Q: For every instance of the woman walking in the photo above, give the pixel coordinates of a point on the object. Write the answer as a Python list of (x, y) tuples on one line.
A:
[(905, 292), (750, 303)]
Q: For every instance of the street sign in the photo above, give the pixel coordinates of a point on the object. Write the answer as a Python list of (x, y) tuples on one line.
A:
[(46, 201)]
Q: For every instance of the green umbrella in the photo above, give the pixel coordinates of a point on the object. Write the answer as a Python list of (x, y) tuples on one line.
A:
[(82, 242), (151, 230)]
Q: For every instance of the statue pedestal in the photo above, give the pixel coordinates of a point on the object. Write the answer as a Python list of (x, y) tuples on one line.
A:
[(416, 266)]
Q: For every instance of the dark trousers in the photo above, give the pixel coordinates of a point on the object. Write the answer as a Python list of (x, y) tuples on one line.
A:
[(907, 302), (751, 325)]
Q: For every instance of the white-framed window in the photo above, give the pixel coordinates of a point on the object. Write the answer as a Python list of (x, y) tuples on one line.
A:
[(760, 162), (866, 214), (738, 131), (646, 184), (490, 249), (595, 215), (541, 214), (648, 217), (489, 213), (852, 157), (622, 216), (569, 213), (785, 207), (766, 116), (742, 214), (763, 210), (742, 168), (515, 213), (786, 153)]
———
Required action
A verbatim copy of every record is what you should return.

Reply to the exercise
Q: For every instance of the woman walking in the photo above, give the pixel coordinates of a point on the object. Write the answer as a Python list of (x, y) tuples on one line.
A:
[(905, 292), (750, 303)]
Q: For every instance of the street sign in the photo above, give the pixel coordinates of a point on the object. Write the answer as a Python list of (x, y) tuples on one line.
A:
[(46, 201)]
Q: For every instance of the green umbrella in the photo above, give the pixel coordinates of a point on the object. Write the answer as a Python list of (x, y) tuples on one line.
A:
[(82, 242), (151, 230)]
Q: For every instance of the statue pedestal in the photo above, give the pixel coordinates of a point on the object. Write the answer as a Python list of (x, y) tuples on one line.
A:
[(416, 266)]
Q: For every instance of the dark trousers in the photo above, give the pixel coordinates of a point on the object. Write the answer as a Python list of (x, y) tuples on one line.
A:
[(907, 302), (751, 325)]
Q: For every instance of the white-framed window in the photo above, give the pixel coordinates of a point on the object. Write the answer as a Python list of (x, y) tuples on one line.
A:
[(760, 162), (866, 214), (738, 131), (646, 184), (490, 249), (595, 215), (541, 214), (648, 217), (489, 213), (852, 157), (622, 216), (569, 213), (785, 207), (766, 116), (742, 214), (763, 210), (742, 168), (515, 213), (786, 153)]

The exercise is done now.